Work required:
Exact copies are required of the lines from the line containing "Practice. Pick out the asphalt" through the final line of the listing, both included, and of no other lines.

[start]

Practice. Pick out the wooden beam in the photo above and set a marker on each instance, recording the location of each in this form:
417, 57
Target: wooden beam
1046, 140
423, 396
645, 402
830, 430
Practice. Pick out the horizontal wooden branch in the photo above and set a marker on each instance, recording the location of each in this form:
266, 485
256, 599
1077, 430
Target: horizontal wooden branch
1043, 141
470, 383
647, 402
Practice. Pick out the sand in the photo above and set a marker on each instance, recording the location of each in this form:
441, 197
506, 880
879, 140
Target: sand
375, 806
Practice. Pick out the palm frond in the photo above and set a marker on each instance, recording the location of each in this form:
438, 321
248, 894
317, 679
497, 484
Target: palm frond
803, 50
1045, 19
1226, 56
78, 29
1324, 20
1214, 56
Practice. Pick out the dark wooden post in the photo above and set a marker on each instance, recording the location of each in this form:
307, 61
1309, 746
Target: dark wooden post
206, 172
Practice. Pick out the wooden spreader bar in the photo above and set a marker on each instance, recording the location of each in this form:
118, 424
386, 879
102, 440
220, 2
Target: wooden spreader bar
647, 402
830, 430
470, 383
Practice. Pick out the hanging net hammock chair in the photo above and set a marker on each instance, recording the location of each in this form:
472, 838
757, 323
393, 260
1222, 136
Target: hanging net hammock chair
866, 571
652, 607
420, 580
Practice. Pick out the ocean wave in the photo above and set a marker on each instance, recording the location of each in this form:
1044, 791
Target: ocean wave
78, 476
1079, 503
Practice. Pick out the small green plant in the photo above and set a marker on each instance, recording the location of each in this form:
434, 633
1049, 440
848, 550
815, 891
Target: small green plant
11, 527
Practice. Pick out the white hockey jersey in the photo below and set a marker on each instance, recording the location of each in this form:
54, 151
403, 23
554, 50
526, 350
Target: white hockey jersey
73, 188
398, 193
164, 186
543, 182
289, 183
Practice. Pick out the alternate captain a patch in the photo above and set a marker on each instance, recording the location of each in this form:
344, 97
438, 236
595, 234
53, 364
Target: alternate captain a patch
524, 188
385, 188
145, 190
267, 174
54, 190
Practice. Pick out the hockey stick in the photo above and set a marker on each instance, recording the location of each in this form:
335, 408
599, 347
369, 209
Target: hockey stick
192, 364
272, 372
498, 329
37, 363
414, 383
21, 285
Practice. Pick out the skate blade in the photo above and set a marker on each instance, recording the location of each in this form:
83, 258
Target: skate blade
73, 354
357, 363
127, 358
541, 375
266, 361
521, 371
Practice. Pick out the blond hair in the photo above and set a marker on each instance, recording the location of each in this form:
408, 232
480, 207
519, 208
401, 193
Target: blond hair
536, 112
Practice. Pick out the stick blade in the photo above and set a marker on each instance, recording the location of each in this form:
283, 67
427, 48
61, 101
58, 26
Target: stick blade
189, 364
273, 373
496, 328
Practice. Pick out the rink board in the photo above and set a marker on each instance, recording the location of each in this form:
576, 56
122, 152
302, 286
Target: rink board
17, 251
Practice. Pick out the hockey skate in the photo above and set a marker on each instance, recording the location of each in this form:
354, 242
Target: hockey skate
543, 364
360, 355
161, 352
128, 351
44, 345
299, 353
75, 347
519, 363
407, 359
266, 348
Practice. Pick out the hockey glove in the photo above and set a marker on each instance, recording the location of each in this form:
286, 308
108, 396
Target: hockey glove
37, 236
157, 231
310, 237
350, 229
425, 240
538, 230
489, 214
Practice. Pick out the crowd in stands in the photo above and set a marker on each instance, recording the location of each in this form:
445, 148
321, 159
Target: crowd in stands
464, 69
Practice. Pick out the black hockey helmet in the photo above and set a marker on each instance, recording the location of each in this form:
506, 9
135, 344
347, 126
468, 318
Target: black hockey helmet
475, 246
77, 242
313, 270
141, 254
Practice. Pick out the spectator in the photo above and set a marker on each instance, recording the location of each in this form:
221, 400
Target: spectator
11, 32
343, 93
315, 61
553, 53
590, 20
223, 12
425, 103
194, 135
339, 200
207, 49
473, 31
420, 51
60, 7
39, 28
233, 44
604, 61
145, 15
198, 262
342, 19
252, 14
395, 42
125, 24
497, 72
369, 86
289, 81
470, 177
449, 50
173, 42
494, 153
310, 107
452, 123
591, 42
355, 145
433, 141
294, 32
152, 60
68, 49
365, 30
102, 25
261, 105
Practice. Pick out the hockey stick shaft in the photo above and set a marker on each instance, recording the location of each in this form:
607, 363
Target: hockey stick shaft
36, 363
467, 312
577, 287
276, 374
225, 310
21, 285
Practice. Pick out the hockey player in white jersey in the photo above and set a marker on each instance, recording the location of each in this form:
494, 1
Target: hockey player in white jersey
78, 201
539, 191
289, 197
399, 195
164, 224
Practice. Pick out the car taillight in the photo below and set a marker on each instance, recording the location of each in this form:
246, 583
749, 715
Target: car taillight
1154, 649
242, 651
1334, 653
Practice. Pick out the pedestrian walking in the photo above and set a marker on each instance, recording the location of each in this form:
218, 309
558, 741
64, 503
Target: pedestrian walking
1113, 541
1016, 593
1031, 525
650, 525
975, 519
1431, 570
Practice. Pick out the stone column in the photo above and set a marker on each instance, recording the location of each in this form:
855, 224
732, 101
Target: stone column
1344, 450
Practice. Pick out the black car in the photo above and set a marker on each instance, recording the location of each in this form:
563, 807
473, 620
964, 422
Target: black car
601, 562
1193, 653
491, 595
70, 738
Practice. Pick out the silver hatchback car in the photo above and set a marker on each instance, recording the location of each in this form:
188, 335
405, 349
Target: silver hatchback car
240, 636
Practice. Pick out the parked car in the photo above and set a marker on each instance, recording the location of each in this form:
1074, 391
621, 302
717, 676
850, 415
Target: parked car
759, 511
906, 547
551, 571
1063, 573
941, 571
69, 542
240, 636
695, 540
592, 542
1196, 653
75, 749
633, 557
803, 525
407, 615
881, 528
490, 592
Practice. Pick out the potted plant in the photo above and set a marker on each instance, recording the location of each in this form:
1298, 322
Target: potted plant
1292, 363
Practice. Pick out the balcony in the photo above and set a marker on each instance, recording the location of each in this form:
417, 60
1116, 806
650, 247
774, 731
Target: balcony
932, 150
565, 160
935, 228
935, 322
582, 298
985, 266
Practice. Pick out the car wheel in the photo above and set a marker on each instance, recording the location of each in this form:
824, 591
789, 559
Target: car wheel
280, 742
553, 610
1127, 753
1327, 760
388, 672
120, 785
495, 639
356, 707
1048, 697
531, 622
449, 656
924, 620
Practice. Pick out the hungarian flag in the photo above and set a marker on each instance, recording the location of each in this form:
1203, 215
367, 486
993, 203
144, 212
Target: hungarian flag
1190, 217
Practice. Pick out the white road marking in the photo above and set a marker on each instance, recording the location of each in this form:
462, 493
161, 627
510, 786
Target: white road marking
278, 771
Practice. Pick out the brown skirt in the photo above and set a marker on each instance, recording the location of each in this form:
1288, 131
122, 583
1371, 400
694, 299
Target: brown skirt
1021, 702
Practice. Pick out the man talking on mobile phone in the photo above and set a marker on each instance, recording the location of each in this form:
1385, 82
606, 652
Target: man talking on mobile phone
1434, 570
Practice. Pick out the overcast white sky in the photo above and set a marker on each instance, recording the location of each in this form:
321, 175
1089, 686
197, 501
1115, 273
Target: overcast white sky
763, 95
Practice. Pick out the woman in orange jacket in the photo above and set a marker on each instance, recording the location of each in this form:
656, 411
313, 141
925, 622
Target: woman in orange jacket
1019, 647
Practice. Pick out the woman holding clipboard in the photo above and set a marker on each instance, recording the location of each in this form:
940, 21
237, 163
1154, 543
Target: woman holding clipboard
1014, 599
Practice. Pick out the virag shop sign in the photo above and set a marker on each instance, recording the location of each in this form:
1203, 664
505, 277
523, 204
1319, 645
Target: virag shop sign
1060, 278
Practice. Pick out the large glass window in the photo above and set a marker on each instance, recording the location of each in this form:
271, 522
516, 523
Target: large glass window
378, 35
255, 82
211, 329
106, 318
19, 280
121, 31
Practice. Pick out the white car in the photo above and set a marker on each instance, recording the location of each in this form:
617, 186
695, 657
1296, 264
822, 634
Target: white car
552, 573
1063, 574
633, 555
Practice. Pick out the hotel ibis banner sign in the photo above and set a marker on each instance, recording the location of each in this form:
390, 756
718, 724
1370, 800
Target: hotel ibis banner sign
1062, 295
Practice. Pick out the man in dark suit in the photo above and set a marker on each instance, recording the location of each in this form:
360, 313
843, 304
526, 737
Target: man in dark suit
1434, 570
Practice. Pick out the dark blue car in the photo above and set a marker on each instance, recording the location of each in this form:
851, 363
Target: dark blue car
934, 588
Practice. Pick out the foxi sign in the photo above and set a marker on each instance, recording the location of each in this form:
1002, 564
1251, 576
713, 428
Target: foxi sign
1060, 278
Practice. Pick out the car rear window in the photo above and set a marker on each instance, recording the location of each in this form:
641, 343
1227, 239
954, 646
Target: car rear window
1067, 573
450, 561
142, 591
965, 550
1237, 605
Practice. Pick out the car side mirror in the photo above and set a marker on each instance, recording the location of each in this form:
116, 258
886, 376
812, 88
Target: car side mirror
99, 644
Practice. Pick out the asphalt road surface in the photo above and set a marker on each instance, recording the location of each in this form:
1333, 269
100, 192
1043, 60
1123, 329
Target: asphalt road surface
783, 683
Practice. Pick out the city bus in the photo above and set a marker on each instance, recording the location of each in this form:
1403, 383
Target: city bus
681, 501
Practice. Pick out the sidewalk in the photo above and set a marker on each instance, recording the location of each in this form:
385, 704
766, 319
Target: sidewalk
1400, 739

[end]

Result:
Practice. Pick out the asphalt road surface in the photo above and set a marker on each instance, recording the location of each in this form:
1333, 269
100, 192
1043, 60
1123, 329
Target: asphalt road surface
783, 683
Practice. Pick out the city bus in the photo above and set a marker on each instance, recording the location of each in this form:
1403, 383
Target: city bus
681, 501
Practice. Pick out the sidewalk in the photo above and set a marker on each instance, recording the location of each in this form:
385, 704
766, 319
Target: sidewalk
1400, 739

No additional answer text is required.